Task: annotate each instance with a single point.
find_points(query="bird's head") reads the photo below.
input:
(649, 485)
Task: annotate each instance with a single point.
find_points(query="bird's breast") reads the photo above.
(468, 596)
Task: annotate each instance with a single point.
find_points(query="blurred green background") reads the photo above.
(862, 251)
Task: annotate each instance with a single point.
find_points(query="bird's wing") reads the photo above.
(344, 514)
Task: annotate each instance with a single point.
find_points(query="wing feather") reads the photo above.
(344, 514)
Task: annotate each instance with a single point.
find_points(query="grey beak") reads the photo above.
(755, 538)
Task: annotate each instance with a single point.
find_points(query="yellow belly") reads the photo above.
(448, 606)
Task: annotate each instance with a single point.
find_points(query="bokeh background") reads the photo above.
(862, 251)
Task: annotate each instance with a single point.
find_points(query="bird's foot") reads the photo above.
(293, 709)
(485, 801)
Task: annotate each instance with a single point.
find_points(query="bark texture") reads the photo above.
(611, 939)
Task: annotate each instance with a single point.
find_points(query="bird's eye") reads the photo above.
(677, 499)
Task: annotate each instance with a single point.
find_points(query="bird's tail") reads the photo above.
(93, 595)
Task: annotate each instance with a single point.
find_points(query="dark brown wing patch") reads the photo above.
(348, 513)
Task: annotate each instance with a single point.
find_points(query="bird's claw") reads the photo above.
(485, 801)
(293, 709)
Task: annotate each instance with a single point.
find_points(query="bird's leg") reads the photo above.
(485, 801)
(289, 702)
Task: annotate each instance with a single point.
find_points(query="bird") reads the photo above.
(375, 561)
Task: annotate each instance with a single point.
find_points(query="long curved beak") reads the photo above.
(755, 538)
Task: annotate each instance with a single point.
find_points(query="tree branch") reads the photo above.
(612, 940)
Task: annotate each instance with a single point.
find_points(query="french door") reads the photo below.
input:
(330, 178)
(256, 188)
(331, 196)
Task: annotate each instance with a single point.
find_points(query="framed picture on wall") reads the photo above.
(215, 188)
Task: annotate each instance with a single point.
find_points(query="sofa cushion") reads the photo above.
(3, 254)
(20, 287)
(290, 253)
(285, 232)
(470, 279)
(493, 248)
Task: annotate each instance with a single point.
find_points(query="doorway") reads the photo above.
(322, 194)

§ What to produce: Copy out all of the lines above exactly.

§ Complete output:
Task: annotate each instance with a single point.
find_points(query="bird's head") reads the photo below.
input:
(649, 485)
Task: annotate each instance with a single point.
find_points(query="bird's breast") reads the photo above.
(468, 596)
Task: annotate each instance with a single point.
find_points(query="blurred green background") reads the photo above.
(862, 251)
Task: annotate each instance with a single point.
find_points(query="bird's wing") reads the photo above.
(344, 514)
Task: annotate each instance with a single point.
find_points(query="wing feather") reads the photo above.
(344, 514)
Task: annotate each instance with a single point.
find_points(query="grey beak") reads the photo above.
(755, 538)
Task: annotate each instance with a single point.
find_points(query="yellow belly") reads the photo above.
(448, 606)
Task: annotate each instance with a single point.
find_points(query="bokeh background") reads the photo above.
(862, 251)
Task: annotate each instance with a single point.
find_points(query="bird's foot") reads the photo above.
(293, 709)
(485, 801)
Task: annotate each instance with a single point.
find_points(query="bark texture") reads the photo above.
(611, 939)
Task: annotate each instance with a single point.
find_points(query="bird's eye") reads the photo above.
(677, 499)
Task: annotate each instance with a single point.
find_points(query="bird's tail") reads the photo above.
(93, 595)
Task: annotate each instance with a single point.
find_points(query="dark brown wing patch") reads the photo above.
(348, 513)
Task: annotate each instance with a single point.
find_points(query="bird's claw") reads the photo above.
(485, 801)
(293, 709)
Task: annotate each instance with a single point.
find_points(query="bird's leg") reads the photo above.
(485, 801)
(289, 702)
Task: annotate each instance with a single point.
find_points(query="bird") reads the photo above.
(375, 561)
Task: annotate each instance with a single point.
find_points(query="long curved beak") reads the photo above.
(755, 538)
Task: annotate each instance with a single point.
find_points(query="tree branch") reads the photo above.
(612, 940)
Task: annotate each instance with a single point.
find_points(query="french door") reads the photo below.
input:
(330, 178)
(256, 188)
(331, 196)
Task: annotate each instance with a single point.
find_points(query="framed picture on wall") reads the photo above.
(215, 188)
Task: annotate each instance with a single point.
find_points(query="sofa cushion") reads the photo above.
(3, 254)
(20, 287)
(290, 253)
(285, 232)
(470, 279)
(493, 248)
Task: annotate each instance with a single point.
find_points(query="doorway") reads the photo above.
(322, 194)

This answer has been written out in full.